*Written instruction*
Shift each bounding box coordinate up by 38 and write out every line, from the line with "class is lion" up to and including the last line of the records. Keep all other text unchanged.

*Supplied data*
# # # #

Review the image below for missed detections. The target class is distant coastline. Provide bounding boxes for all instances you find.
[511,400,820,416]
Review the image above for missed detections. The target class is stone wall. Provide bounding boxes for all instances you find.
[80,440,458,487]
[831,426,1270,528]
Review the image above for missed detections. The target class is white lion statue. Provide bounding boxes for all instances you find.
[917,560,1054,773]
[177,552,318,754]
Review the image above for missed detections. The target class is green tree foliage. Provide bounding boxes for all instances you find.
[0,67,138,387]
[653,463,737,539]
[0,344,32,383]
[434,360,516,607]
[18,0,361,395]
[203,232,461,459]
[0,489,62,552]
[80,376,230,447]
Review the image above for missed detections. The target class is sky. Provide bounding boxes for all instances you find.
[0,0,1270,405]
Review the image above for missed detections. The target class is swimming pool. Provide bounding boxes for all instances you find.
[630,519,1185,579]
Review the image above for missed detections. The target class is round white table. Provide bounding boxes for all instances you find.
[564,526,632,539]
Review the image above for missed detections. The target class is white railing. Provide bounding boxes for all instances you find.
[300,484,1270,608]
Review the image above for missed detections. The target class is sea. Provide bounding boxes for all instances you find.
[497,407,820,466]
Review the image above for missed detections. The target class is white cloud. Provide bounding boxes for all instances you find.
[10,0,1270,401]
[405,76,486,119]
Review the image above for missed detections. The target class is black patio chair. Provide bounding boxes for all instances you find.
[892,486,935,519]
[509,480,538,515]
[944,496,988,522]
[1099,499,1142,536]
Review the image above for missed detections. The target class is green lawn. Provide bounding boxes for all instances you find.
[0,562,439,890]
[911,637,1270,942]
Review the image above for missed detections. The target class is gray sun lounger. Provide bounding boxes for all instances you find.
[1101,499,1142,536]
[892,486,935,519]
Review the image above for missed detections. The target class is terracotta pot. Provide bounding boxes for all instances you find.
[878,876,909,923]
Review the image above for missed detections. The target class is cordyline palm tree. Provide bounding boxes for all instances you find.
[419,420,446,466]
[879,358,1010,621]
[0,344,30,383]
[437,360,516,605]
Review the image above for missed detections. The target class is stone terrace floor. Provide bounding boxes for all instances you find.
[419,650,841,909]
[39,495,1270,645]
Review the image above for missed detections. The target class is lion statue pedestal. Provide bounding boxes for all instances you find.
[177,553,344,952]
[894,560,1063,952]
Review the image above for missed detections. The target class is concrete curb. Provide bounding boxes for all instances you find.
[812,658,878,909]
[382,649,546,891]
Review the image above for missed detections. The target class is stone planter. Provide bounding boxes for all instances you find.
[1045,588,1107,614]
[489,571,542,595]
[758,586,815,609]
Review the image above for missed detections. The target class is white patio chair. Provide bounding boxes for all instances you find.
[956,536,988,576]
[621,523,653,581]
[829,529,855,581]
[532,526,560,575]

# # # #

*Completed task*
Review the image above for missed detections. The target class is lion statue pedestal. Provide bounding boxes for all instances you find.
[215,591,382,990]
[932,598,1101,990]
Review the image above for missed detections. The target class is concrete curb. Provide bounding boxes for all instances you find.
[850,696,916,947]
[420,687,584,929]
Review the image above for missed detections. The target class is stone planter. Provide bounding boxes for all instances you find.
[1083,626,1145,652]
[527,609,580,633]
[796,624,853,647]
Review the image above for missed detections. The target class is white patio chair. Provide bounding boxes for all instances you find.
[994,574,1026,614]
[659,561,691,619]
[867,567,893,619]
[570,564,598,613]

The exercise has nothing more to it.